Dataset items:
>> START

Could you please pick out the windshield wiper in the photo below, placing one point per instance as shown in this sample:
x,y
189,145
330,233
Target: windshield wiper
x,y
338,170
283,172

>> END
>> START

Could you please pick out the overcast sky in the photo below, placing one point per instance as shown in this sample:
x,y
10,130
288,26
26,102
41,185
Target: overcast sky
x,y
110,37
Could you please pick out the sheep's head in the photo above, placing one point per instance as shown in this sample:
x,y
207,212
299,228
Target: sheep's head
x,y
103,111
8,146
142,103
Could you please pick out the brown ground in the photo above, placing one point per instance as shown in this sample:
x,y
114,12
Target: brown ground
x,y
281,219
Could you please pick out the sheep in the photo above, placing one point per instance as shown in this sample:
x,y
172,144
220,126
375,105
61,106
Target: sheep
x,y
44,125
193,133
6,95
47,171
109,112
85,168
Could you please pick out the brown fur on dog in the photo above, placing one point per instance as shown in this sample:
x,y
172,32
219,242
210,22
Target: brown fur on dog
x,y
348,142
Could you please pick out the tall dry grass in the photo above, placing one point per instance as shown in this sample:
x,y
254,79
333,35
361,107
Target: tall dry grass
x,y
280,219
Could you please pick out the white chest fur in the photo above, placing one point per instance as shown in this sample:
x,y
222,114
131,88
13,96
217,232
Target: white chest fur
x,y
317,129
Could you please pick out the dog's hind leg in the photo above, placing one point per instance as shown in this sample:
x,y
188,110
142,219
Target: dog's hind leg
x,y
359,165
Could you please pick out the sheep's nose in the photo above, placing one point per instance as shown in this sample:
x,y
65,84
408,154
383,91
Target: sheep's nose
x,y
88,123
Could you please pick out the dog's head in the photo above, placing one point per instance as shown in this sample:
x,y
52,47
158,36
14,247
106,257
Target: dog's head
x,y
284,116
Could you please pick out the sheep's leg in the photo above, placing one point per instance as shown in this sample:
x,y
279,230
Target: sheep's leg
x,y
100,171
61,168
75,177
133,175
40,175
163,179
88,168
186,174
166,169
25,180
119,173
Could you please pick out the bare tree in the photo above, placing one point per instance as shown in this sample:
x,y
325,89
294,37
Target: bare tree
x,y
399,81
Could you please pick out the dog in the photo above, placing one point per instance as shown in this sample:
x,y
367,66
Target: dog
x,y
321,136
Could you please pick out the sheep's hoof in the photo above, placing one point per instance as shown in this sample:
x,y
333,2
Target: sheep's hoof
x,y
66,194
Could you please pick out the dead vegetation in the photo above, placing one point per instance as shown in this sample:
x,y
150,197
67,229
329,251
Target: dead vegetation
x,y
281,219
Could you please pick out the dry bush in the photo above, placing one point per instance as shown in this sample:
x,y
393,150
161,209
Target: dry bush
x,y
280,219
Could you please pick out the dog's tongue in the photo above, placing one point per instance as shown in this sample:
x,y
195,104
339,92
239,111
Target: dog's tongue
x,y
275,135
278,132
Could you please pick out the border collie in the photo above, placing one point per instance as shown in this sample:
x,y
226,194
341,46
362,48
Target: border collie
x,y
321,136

>> END
>> START

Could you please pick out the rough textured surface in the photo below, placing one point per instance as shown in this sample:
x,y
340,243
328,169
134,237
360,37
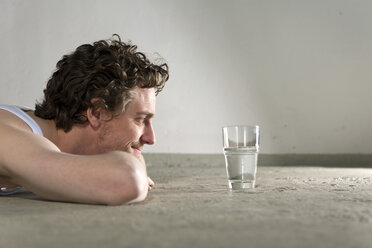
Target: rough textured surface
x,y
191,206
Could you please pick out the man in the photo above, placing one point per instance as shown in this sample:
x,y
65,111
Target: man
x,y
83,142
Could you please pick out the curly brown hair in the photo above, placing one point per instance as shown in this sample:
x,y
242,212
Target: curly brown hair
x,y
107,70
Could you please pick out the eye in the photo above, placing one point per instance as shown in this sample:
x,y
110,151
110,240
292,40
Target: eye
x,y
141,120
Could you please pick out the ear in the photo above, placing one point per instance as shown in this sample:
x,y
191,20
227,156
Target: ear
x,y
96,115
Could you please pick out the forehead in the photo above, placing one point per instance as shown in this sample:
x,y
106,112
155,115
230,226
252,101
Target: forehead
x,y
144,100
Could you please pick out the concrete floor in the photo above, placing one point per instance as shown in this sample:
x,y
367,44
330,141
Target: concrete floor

>> END

» TASK STATEMENT:
Report every line in the entries above that contains the string "forehead", matching case exactly.

» RESULT OF THE EXERCISE:
Could you please pick out the forehead in the photo above, placing one point per instance as shown in this sample:
Target: forehead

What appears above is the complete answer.